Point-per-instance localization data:

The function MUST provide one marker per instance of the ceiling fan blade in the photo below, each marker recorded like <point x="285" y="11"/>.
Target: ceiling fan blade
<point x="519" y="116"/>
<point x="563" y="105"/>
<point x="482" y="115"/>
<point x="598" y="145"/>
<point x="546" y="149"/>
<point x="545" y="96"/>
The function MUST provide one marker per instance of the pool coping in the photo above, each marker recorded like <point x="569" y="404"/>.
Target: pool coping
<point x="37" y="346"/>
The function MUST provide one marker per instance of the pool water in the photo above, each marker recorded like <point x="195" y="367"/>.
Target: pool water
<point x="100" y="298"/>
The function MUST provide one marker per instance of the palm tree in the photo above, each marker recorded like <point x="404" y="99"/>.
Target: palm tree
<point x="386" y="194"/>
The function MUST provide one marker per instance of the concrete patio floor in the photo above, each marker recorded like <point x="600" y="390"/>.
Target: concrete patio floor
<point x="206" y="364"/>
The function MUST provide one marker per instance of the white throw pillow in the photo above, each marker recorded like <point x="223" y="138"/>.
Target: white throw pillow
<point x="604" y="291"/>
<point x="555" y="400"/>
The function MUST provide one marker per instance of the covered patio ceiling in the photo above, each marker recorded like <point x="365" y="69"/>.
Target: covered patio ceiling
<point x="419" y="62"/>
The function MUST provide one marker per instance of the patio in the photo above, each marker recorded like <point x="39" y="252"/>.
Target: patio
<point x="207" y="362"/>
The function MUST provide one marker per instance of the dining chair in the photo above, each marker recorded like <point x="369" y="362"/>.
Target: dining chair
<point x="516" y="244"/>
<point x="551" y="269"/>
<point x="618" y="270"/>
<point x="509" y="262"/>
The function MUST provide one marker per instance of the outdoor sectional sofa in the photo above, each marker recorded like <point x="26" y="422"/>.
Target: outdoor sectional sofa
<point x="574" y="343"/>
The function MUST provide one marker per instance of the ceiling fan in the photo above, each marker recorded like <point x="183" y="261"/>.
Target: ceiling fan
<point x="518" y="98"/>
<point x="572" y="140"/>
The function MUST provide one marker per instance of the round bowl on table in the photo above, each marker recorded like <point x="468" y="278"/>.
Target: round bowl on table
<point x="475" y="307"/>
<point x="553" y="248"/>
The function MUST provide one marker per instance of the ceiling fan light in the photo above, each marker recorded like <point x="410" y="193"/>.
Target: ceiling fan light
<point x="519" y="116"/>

What you will do
Of the entries above, repeat exactly the lines from the line with "The function MUST provide one marker per instance of the white" through the line with "The function MUST provide one marker per instance of the patio", both of them included.

Solved problem
The function MUST provide one marker per instance of the white throw pillow in the photo above, each marker recorded like <point x="223" y="138"/>.
Target: white throw pillow
<point x="604" y="291"/>
<point x="555" y="400"/>
The function MUST provide one marker per instance of the covered patio ceiling in the photo above, each marker recorded like <point x="365" y="69"/>.
Target: covered patio ceiling
<point x="419" y="62"/>
The function MUST provide one marker per instance of the patio in the photo above, each marker recorded like <point x="39" y="252"/>.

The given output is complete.